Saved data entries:
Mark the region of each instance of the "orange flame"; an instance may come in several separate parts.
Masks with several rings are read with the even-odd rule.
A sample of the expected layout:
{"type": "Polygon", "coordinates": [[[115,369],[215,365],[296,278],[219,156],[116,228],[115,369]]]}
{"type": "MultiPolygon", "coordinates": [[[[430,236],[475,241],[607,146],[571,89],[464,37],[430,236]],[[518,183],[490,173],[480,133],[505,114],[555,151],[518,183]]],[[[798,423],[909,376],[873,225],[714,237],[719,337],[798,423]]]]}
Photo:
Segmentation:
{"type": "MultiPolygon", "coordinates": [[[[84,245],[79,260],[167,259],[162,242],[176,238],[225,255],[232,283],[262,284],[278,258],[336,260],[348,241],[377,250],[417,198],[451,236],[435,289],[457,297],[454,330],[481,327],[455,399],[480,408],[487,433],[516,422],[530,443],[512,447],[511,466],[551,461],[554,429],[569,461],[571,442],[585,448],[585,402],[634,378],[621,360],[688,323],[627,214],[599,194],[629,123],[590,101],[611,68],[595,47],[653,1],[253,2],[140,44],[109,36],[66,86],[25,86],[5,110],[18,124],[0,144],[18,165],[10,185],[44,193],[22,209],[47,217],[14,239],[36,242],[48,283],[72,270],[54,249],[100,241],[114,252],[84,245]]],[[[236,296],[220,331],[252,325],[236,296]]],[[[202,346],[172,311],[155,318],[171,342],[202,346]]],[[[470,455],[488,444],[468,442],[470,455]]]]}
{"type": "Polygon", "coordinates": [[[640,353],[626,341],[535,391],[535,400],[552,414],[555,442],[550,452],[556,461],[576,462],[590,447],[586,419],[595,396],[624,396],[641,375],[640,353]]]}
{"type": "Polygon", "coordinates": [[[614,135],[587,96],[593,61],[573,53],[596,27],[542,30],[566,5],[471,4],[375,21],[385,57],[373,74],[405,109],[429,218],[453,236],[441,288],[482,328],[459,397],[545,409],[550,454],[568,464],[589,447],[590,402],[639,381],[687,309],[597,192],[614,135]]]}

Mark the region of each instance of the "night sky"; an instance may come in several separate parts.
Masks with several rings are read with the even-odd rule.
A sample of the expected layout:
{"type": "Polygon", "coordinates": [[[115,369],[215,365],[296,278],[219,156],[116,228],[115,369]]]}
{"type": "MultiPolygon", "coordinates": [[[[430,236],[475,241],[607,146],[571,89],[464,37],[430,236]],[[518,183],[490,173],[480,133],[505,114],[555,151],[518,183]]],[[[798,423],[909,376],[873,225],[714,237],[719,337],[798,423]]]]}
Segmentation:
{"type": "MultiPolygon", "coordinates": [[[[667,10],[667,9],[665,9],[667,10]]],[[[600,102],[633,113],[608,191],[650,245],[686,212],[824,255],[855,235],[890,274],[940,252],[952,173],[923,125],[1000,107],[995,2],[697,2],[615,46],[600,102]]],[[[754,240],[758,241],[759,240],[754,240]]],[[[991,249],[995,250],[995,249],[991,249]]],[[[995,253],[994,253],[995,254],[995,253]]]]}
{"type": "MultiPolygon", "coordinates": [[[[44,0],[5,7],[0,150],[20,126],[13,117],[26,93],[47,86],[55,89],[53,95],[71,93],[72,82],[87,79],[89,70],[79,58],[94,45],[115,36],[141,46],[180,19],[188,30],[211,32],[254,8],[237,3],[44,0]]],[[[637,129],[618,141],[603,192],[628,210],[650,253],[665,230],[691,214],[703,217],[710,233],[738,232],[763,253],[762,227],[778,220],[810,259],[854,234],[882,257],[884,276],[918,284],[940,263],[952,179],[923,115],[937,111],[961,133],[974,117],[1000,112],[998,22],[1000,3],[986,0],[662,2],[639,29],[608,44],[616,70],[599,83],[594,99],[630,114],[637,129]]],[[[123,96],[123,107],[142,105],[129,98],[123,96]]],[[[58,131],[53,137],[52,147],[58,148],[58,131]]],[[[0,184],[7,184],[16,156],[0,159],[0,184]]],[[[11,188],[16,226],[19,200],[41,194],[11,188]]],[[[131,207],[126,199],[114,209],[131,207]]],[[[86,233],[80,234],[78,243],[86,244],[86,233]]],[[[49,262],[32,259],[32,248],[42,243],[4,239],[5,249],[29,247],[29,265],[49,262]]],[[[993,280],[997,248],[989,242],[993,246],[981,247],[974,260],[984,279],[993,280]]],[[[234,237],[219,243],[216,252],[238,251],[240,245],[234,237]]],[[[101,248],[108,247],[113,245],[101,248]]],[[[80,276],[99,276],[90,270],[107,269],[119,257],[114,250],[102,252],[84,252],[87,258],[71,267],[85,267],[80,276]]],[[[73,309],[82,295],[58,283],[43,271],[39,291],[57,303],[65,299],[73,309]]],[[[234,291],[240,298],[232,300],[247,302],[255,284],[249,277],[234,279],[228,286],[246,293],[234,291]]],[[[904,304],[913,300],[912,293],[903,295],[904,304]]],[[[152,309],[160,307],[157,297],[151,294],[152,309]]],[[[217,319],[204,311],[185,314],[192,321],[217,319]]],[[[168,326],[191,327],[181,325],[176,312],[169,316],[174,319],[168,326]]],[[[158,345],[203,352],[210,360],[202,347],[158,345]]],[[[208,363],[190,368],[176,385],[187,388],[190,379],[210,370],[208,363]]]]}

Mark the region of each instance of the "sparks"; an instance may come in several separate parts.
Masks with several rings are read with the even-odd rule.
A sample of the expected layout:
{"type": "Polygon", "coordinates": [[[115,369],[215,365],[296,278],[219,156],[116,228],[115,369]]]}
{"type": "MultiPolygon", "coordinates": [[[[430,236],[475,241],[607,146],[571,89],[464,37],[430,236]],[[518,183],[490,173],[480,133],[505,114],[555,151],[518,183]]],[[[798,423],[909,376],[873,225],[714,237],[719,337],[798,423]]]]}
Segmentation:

■ Task details
Wherever the string "each" appears in a line of the records, copy that line.

■ Answer to this problem
Mark the region of each instance of the "orange flame"; an instance may come in several separate parts.
Mark the region of each instance of the "night sky"; an instance may come in several separate parts.
Mark the region of each instance of the "sparks"; an instance may come in several separate parts.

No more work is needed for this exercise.